**DATA SUPPLIED**.
━━━━━━━━━━━━━━━━━━━━
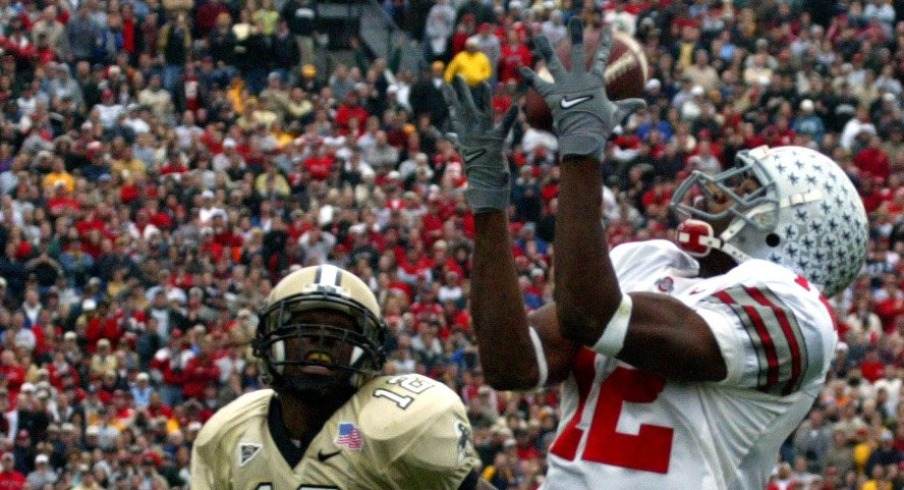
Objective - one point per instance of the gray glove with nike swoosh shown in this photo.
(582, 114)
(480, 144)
━━━━━━━━━━━━━━━━━━━━
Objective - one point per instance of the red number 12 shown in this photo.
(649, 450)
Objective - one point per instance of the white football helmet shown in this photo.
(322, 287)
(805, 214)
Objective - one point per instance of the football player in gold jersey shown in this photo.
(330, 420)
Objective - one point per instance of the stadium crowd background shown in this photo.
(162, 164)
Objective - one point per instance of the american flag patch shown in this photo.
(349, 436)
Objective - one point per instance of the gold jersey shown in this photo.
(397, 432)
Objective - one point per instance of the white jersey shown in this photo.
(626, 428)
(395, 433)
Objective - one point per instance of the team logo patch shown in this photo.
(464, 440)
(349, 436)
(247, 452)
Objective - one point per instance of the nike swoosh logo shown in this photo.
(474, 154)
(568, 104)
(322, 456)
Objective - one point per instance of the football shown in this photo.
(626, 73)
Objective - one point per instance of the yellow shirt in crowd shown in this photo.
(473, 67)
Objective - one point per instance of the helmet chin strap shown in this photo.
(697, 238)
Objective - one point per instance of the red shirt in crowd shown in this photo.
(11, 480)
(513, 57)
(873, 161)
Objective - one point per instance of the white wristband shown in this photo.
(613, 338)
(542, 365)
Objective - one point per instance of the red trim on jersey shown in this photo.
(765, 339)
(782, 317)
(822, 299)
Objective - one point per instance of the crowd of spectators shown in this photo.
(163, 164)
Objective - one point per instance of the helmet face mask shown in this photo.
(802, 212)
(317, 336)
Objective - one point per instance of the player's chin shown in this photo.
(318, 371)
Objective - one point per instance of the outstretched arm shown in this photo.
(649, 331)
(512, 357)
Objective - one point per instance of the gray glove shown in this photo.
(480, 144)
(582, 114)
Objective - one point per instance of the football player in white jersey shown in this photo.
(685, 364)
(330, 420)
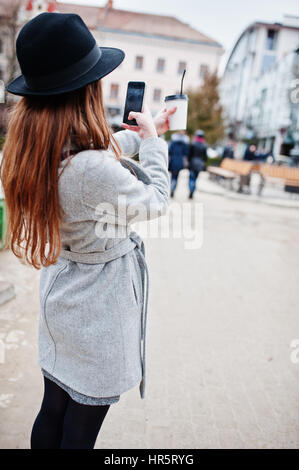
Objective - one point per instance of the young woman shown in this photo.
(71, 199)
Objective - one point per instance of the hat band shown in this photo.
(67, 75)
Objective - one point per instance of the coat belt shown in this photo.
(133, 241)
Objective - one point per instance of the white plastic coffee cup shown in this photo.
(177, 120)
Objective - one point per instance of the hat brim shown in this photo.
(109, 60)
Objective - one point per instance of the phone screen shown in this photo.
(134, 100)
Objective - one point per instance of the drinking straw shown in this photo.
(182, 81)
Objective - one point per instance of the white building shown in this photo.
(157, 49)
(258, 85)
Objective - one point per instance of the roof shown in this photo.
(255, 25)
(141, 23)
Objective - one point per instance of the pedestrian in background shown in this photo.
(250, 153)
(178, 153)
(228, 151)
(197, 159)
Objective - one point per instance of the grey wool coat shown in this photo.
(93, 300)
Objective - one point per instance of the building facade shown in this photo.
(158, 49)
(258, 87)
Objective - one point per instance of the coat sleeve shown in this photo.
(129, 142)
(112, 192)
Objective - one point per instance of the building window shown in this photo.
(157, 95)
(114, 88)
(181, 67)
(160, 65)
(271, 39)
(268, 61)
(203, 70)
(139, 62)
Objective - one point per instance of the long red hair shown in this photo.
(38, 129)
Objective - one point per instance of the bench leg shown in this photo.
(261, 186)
━━━━━━━━━━━━━━━━━━━━
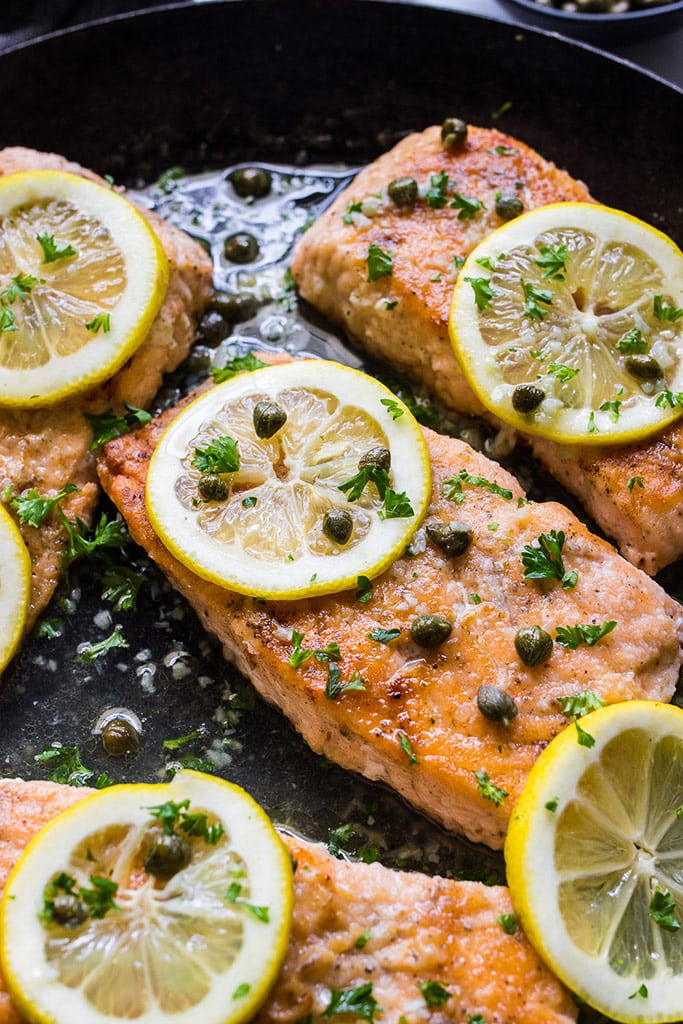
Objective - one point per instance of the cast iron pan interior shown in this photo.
━━━━━━━━━━━━━━━━━━━━
**GIVEN EXERCISE**.
Collect every line of the listing above that contains the string "crowd", matching its case exactly.

**FINISHED EXERCISE**.
Objective - one point per instance of the stadium crowd background shown in this photo.
Objective - one point per instance of the yellow shirt in crowd shown in this photo.
Objective - one point per instance of the red shirt in crowd shown in this photo.
Objective - one point per instance of the crowd of spectators shown in this photo.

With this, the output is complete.